:: INPUT FOR THIS TASK ::
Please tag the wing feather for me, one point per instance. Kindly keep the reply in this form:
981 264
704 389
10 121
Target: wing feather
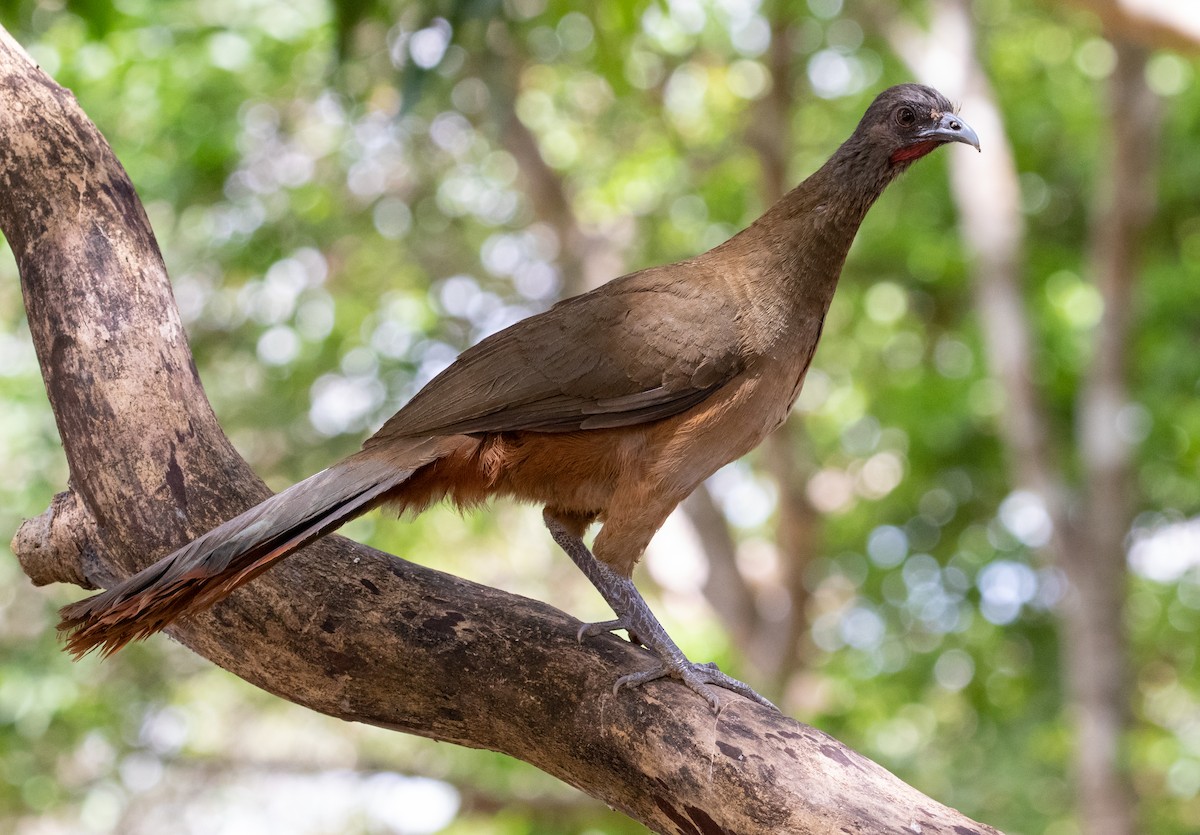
637 349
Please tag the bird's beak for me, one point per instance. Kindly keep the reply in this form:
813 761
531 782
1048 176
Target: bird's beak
952 128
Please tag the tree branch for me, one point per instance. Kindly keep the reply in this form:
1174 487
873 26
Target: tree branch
340 628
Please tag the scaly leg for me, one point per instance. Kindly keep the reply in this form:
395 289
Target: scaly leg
634 616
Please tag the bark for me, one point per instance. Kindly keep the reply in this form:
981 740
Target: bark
340 628
1097 664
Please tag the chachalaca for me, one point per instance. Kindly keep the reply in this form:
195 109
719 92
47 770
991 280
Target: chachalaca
611 406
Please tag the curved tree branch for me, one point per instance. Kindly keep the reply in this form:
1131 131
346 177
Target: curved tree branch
340 628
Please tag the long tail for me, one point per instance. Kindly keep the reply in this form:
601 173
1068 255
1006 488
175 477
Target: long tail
211 566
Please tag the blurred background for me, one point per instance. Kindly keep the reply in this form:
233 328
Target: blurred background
971 554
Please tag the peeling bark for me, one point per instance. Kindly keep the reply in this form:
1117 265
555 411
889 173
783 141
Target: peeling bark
340 628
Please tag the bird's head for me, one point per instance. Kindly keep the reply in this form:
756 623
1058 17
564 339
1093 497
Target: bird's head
910 120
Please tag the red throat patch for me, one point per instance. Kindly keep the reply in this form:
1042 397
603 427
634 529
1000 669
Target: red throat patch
915 151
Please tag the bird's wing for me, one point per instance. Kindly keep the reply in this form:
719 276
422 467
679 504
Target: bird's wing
637 349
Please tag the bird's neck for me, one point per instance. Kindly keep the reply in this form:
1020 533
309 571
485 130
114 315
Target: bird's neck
799 245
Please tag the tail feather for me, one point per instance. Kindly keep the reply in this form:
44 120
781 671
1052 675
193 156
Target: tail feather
209 568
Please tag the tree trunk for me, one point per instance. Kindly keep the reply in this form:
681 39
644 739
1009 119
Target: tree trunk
340 628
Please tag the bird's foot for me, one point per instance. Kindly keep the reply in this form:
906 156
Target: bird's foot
697 677
606 626
636 618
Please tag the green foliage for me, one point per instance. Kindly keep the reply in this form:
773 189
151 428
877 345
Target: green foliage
335 199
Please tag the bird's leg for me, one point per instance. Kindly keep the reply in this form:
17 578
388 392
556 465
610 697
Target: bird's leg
635 616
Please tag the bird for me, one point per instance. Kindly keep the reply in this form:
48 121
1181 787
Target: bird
609 407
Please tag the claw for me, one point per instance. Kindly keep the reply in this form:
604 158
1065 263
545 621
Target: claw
593 630
700 678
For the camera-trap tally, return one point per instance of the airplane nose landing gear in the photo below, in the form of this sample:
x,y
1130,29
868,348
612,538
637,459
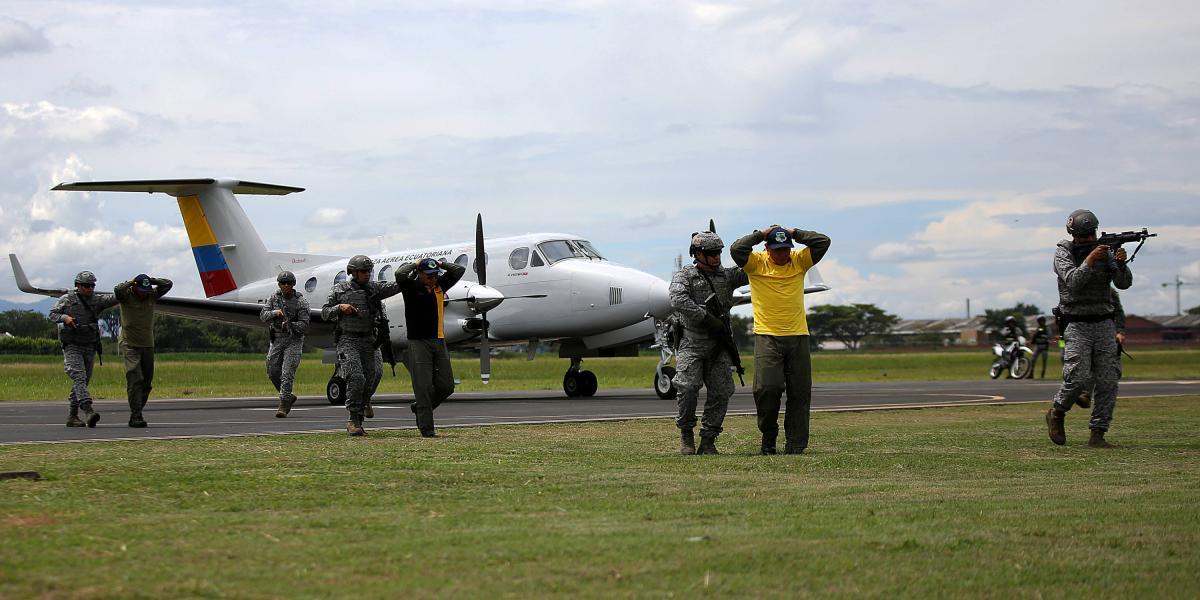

:: PROBLEM ::
Rewrite every line of the items above as a numbered list, omitting blank lines and leaving the pictures out of the answer.

:: REPLY TO THE TASK ::
1. Please tag the wing feather for me, one point per instance. Kindly keep the reply in this form:
2. 981 264
3. 704 389
4. 10 121
5. Target: wing feather
6. 637 349
7. Please tag the bird's beak for me, one point per instance. Kindly keep the reply in this form:
8. 813 761
9. 531 782
10. 1048 176
11. Target: bird's beak
12. 952 128
13. Please tag the tree branch for me, one point per instance. Kindly keep the reply in this form:
14. 1174 487
15. 873 26
16. Target: tree branch
17. 340 628
18. Please tag the scaly leg for me, one point per instance. Kindly keep the reply in this form:
19. 395 289
20. Target: scaly leg
21. 634 616
22. Please tag the bark for me, one point per instance. Kindly keep the reply in this form:
23. 981 740
24. Target: bark
25. 340 628
26. 1097 664
27. Please tag the chachalaca for me, one point per instance. Kindly keep the reply in this form:
28. 195 109
29. 719 92
30. 47 770
31. 991 280
32. Target: chachalaca
33. 611 406
34. Please tag the curved tree branch for me, one point per instance. Kindly keep the reply in this form:
35. 1131 131
36. 346 177
37. Target: curved tree branch
38. 340 628
39. Please tag the long tail for me, one point per instance. Kindly keep the reply in this form:
40. 601 173
41. 1068 255
42. 1006 488
43. 175 477
44. Target: long tail
45. 211 566
46. Please tag the blurred background for me, one point per instance. Kindly keep the reply in this form:
47. 233 328
48. Target: blurred background
49. 971 554
50. Please tag the peeling bark for me, one point per instance. Kindly keep the reply in this form:
51. 1117 265
52. 555 411
53. 889 173
54. 783 141
55. Target: peeling bark
56. 340 628
57. Please tag the bird's head for me, one point per instance. Kindly keep the reply in this form:
58. 756 623
59. 1058 17
60. 564 339
61. 1093 497
62. Target: bird's head
63. 910 120
64. Please tag the red throat patch for me, one point per instance. Kindly keep the reply in this form:
65. 1042 397
66. 603 427
67. 634 529
68. 1000 669
69. Target: red throat patch
70. 915 151
71. Please tag the bird's wing for me, one point per instance. Kindly keep the reply in this form:
72. 719 276
73. 422 467
74. 679 504
75. Target: bird's wing
76. 637 349
77. Please tag the bird's neck for me, one point per instance. Kindly keep the reply in this form:
78. 1020 533
79. 309 571
80. 485 130
81. 114 315
82. Target: bird's neck
83. 799 245
84. Please tag the tail feather for me, one point per instance. Kindly keep the reply in this form:
85. 44 120
86. 781 671
87. 1052 675
88. 193 156
89. Target: tail feather
90. 209 568
91. Please tag the tree trunk for me, one point per instance. Kindly keep the reply in this form:
92. 681 39
93. 644 739
94. 1009 119
95. Target: tree trunk
96. 340 628
97. Please tag the bird's foot for me, one point per instance. Kindly keep the reply in this form:
98. 906 156
99. Target: bird's foot
100. 697 677
101. 606 626
102. 636 618
103. Please tag the green foliage for me, one point per instance. Kindly keep the reply in this form:
104. 773 189
105. 151 428
106. 877 345
107. Target: green foliage
108. 335 199
109. Please tag the bird's leg for me, one point per instance. Kindly keep the reply in this form:
110. 17 578
111. 388 392
112. 556 465
113. 610 697
114. Target: bird's leg
115. 635 616
116. Please tag the bird for me, one point per instance. Kindly keep the reply in this form:
117. 48 121
118. 1181 787
119. Target: bird
120. 609 407
121. Please tag the claw for me, one point per instance. Kindly keep the reply in this form:
122. 604 158
123. 1065 263
124. 545 621
125. Target: claw
126. 593 630
127. 700 678
128. For the camera-trap tally, return one point per instance of the airplane nose landing gear in the photo below, in the form of this sample:
129. x,y
130. 1130,29
131. 868,348
132. 612,538
133. 637,459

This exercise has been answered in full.